Exercise
Repeat word for word the lines of the data below, starting with the line that holds "[locate] black mane" and continuing through the last line, with both ends included.

--- Excerpted data ---

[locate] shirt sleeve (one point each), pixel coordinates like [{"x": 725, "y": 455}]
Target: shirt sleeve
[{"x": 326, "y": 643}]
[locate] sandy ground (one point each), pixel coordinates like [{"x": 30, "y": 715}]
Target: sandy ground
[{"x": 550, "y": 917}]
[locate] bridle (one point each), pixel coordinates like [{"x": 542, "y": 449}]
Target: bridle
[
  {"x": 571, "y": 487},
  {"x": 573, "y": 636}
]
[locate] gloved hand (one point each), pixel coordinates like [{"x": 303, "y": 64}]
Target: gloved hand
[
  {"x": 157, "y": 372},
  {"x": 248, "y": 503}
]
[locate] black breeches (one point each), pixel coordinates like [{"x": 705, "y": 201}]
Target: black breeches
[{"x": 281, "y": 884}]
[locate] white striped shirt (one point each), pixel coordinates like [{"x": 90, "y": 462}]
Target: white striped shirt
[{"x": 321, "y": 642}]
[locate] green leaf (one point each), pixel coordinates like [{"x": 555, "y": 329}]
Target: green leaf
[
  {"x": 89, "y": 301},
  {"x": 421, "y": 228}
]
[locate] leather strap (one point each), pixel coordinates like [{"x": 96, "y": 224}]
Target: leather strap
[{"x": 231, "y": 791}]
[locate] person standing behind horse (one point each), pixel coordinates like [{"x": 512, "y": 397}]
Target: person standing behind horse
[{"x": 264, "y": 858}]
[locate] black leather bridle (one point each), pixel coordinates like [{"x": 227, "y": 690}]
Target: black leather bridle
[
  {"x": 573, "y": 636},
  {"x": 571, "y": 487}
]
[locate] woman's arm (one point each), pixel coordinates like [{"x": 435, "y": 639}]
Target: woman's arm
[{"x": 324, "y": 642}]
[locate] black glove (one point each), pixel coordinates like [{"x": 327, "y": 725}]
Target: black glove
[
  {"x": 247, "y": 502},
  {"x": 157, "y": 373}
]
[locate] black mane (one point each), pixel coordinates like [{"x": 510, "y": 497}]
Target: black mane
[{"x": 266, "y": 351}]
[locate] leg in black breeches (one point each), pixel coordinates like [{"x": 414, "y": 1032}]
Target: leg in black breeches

---

Complete output
[locate] black mane (one point each), pixel coordinates like [{"x": 510, "y": 497}]
Target: black mane
[{"x": 266, "y": 351}]
[locate] leg in black breeches (one point each), pixel coordinates like [{"x": 414, "y": 1032}]
Target: leg in black breeches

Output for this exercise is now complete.